* Required work: Update every line of the material, replacing "keypoint" with "landmark" and leaving all other text unchanged. Omit the pictures from your answer.

* Point annotations for photos:
---------------

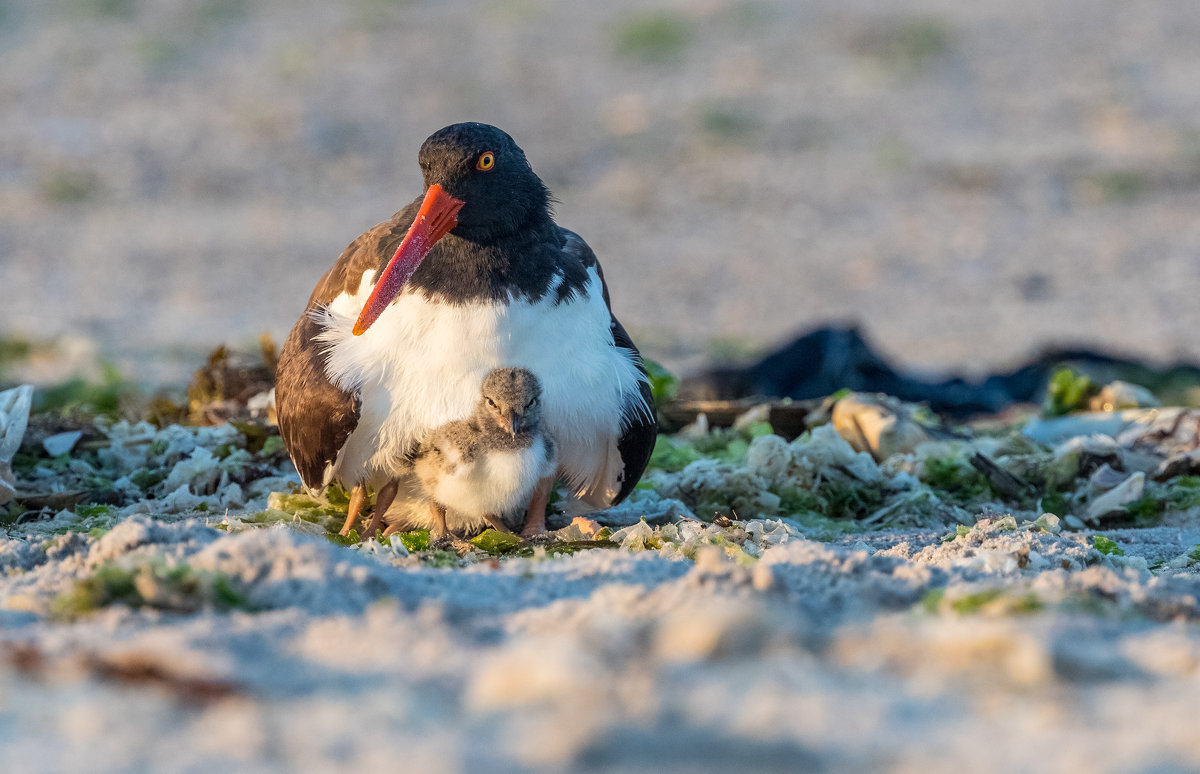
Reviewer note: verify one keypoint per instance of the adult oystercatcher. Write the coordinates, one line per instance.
(487, 466)
(472, 276)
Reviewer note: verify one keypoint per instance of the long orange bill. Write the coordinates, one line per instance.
(437, 216)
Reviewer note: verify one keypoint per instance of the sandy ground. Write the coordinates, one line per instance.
(256, 645)
(967, 181)
(970, 181)
(816, 658)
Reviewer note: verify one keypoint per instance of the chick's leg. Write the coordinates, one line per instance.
(535, 516)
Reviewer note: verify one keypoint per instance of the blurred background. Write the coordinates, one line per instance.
(969, 181)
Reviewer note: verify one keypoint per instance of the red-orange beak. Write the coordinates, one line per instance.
(437, 216)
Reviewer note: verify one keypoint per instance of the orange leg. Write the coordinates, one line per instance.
(383, 502)
(496, 523)
(535, 516)
(439, 521)
(358, 499)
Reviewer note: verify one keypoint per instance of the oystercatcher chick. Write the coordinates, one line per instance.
(486, 467)
(474, 275)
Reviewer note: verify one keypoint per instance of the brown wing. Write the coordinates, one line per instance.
(636, 444)
(316, 417)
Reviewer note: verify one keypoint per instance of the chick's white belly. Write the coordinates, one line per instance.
(493, 483)
(423, 361)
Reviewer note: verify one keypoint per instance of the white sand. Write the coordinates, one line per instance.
(967, 181)
(817, 658)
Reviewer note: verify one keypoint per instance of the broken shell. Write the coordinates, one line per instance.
(61, 443)
(879, 425)
(13, 419)
(1113, 501)
(1121, 395)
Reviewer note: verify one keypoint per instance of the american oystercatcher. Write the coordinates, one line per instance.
(487, 466)
(472, 276)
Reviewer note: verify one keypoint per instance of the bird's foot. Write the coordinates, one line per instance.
(450, 541)
(535, 537)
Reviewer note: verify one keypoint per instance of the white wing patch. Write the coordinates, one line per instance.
(423, 361)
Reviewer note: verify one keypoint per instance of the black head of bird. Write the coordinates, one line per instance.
(479, 186)
(511, 399)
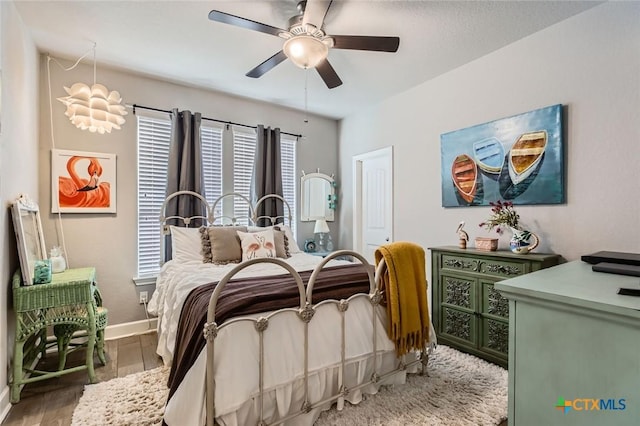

---------------

* Solution to this exercise:
Reviewer note: verify one landmark per instance of the adult oystercatcher. Write the coordinates, one line per instance.
(487, 466)
(472, 276)
Reviewer note: verify one landmark per instance of the long orange bill. Write the coordinates, one line per instance.
(437, 216)
Reviewer note: verify one landmark per instance of the sandy ground. Write the coordinates, one line per instance.
(256, 645)
(967, 181)
(970, 181)
(816, 658)
Reviewer note: verify one landmark per instance of the chick's leg. Write the coordinates, one line per instance.
(535, 516)
Reviewer note: verify one landmark per instance of the blurred background. Write the coordinates, one line per instance.
(969, 181)
Reviewer note: verify one landmark per instance of the red-orange beak. Write the coordinates, one line per instance.
(437, 216)
Reviewer note: verify one landmark per instance of the orange leg. Write the coordinates, one line per instance.
(383, 502)
(496, 523)
(535, 516)
(439, 521)
(358, 499)
Reviewer note: verify one landmark per instance of the oystercatcher chick. Write the coordinates, one line per instance.
(486, 467)
(474, 275)
Reviewer note: verify one landmark per instance of the brown wing. Write the coordinates, one line per instance.
(636, 444)
(316, 417)
Reviewer note: verify one landmark per instance of the chick's white belly. Write the coordinates, one line per instance.
(493, 483)
(423, 361)
Reviewer note: verify one landmark per instance of the white sand. Write the coordinates, one line per instance.
(967, 181)
(817, 658)
Reviewer note: verify one landmark per instance of the broken shell. Write the coordinates, one line per instance.
(61, 443)
(879, 425)
(13, 419)
(1113, 501)
(1121, 395)
Reviewer note: verify one landmark per instance of the american oystercatcher. Write the coordinates, one line per instance.
(487, 466)
(472, 276)
Reviewer note: verify one landmark per instance of the bird's foot. Write the coordinates, one line per instance.
(450, 541)
(535, 537)
Reviewer note: verify one landmark per instance of the white wing patch. Write the coordinates, one line per instance.
(423, 361)
Reviewer note: verify one landmark per instance of the black head of bird. Write the coordinates, one line per instance.
(479, 186)
(511, 399)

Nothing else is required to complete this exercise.